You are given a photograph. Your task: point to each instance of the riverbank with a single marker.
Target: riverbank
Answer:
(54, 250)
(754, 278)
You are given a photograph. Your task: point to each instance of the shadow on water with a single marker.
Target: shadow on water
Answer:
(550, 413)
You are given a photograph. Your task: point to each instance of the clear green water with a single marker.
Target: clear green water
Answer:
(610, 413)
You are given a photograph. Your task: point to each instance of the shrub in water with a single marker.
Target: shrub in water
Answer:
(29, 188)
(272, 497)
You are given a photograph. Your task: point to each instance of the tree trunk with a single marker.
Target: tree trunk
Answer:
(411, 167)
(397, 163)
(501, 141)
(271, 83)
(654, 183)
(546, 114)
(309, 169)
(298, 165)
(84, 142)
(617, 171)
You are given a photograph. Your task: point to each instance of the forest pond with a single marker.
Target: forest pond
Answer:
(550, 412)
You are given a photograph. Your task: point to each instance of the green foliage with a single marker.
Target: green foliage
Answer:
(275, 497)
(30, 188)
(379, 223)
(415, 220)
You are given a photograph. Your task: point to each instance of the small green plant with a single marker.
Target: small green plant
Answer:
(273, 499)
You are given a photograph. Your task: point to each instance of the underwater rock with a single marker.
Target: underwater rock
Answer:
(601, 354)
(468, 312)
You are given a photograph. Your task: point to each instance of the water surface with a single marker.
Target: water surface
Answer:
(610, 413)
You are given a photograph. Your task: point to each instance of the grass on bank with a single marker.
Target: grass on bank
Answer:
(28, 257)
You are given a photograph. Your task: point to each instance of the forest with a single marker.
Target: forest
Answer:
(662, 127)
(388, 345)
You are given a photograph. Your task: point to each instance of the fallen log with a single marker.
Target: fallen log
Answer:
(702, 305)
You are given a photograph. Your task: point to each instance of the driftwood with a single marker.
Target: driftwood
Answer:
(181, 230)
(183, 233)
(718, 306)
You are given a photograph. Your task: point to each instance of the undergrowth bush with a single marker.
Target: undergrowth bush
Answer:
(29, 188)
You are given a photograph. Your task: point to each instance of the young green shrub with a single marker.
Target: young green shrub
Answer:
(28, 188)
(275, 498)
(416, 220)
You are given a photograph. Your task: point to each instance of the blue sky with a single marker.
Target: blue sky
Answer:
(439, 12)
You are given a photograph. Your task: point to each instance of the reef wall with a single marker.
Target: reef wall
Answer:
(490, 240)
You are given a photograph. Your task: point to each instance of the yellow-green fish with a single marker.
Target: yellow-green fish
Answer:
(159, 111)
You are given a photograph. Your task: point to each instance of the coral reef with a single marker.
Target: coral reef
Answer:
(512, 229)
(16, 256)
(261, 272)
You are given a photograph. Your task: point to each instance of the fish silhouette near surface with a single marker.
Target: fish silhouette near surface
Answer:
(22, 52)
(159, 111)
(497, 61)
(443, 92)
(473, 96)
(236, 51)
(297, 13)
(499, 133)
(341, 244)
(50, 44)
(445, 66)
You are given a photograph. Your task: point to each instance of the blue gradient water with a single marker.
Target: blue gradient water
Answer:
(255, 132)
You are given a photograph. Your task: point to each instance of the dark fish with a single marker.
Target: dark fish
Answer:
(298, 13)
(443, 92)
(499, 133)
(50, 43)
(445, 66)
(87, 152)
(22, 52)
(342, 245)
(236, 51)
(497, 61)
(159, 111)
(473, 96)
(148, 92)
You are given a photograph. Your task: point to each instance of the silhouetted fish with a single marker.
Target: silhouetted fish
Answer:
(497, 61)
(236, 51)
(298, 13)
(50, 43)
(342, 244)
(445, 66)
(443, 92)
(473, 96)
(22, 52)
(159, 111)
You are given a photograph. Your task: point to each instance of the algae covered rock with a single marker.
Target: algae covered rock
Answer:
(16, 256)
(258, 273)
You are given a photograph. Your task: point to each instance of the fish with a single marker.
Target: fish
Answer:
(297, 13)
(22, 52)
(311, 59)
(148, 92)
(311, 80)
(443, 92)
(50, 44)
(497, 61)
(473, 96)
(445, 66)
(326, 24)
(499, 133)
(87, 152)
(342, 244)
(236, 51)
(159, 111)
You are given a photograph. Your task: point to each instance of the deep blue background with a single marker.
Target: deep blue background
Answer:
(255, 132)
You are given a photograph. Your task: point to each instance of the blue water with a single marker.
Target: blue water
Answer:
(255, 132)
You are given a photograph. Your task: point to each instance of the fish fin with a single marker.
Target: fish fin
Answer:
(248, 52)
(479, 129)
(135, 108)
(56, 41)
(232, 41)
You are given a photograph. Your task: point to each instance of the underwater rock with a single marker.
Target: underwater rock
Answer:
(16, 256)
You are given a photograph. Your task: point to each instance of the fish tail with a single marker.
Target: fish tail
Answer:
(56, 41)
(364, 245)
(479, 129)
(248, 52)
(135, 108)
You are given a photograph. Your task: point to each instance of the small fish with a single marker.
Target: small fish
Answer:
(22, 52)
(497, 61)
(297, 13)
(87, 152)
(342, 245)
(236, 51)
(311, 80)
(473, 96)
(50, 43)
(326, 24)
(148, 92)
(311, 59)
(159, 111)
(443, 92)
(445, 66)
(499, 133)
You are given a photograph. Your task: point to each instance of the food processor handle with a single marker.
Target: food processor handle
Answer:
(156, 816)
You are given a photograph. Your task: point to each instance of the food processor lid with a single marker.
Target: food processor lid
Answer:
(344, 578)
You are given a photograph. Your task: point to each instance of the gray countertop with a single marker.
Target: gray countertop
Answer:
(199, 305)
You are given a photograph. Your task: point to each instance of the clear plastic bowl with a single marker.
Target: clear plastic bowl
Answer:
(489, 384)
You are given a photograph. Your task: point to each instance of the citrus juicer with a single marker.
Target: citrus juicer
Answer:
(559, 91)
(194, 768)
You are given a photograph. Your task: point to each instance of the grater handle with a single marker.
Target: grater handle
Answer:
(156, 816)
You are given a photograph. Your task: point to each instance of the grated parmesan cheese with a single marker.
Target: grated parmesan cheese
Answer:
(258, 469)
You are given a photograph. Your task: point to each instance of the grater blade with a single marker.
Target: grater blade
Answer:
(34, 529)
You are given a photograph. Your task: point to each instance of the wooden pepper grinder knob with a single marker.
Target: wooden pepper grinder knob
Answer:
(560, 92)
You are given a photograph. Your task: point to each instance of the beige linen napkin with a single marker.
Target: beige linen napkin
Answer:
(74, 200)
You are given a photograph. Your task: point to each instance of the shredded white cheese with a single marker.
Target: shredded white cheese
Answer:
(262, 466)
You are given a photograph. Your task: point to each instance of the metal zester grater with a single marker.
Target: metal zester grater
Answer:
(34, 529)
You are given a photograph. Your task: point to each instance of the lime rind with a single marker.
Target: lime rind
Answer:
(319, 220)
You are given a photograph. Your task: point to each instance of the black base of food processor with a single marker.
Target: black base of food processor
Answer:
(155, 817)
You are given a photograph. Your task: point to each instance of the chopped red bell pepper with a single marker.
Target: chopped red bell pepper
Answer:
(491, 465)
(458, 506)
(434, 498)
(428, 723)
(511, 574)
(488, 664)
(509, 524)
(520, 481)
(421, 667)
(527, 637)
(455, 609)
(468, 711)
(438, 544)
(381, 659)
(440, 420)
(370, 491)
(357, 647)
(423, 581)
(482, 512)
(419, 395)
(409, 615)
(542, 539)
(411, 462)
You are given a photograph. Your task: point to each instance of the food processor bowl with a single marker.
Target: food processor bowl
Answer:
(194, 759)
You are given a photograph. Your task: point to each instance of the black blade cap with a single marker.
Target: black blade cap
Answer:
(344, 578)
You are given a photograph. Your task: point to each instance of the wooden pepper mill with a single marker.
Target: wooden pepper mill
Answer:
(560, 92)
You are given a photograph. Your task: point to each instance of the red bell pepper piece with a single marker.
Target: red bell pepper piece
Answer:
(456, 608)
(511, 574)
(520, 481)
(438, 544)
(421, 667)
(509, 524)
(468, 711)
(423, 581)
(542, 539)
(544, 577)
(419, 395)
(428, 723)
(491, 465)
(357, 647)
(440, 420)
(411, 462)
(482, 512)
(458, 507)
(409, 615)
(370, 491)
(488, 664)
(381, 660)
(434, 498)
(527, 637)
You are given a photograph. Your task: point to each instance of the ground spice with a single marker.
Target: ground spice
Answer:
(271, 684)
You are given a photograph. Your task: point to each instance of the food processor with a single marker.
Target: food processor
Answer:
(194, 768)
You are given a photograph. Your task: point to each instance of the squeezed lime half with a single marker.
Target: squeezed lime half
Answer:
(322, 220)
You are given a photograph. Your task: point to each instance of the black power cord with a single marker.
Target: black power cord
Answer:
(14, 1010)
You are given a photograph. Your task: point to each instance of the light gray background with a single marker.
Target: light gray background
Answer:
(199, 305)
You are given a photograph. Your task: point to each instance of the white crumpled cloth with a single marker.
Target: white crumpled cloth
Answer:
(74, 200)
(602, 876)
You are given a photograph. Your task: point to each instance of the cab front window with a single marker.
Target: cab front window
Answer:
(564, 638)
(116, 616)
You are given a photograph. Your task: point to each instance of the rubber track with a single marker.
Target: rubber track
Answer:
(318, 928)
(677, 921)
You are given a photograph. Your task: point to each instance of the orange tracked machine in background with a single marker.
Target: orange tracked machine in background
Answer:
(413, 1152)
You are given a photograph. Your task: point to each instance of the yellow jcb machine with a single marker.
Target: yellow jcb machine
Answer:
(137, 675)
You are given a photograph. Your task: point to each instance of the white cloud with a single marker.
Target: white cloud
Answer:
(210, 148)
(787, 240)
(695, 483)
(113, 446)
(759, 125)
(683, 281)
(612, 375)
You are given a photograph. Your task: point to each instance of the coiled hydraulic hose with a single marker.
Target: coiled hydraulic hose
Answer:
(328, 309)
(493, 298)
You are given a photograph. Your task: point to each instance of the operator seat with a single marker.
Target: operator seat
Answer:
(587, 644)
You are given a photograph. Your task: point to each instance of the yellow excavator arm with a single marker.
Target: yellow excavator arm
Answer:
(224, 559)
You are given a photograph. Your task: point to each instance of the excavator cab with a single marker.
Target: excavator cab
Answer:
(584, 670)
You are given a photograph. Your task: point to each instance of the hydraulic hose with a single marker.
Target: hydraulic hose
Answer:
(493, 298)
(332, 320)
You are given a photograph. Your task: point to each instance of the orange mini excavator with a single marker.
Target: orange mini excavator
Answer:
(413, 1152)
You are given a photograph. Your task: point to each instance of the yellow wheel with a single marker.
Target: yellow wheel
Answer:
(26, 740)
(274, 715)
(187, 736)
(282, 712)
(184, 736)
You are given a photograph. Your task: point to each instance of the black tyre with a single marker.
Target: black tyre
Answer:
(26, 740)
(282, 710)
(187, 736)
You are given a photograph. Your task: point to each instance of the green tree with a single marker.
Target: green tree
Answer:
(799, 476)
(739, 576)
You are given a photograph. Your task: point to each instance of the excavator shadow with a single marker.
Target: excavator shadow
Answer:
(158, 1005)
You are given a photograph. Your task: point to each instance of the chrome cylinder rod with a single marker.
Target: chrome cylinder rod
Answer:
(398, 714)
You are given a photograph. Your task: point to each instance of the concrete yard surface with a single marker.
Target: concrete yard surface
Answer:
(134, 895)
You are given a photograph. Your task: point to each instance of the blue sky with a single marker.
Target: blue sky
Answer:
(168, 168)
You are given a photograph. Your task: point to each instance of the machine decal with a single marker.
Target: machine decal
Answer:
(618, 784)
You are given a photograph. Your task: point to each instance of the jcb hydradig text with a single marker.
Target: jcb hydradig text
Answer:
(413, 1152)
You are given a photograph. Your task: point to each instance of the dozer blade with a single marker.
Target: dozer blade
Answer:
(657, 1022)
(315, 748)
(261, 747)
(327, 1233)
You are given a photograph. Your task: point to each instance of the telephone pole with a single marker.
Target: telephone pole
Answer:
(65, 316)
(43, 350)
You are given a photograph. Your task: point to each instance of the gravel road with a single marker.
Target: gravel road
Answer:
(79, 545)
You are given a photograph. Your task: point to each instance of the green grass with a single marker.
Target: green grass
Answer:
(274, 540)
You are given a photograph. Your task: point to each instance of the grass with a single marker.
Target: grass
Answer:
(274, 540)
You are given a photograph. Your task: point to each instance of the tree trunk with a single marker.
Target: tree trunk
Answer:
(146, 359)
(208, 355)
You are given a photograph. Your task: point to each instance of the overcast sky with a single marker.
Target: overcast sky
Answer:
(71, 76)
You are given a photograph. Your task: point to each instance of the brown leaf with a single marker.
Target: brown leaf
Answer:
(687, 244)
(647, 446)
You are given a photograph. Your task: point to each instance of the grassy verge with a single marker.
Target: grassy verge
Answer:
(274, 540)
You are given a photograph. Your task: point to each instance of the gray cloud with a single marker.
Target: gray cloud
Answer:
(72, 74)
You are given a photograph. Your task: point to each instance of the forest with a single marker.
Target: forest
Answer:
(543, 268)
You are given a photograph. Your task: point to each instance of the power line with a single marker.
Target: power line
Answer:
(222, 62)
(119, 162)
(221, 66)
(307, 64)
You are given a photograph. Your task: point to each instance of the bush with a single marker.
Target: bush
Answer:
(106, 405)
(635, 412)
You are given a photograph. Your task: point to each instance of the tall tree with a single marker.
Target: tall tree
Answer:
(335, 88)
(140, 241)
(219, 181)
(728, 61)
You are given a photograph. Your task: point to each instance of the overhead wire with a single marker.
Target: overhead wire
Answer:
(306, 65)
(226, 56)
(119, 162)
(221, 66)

++++++++

Task brief:
Copy out, exactly and alone, the lines of the entries above between the ones holding "cord with a single marker." and "gray background with a single marker.", inclusive.

Solution to the problem:
You are given a photograph. Your task: point to each instance of the black power cord with a single marker.
Target: black power cord
Answer:
(14, 1010)
You are given a photograph. Your task: point to each instance of the light gray background with a single marker.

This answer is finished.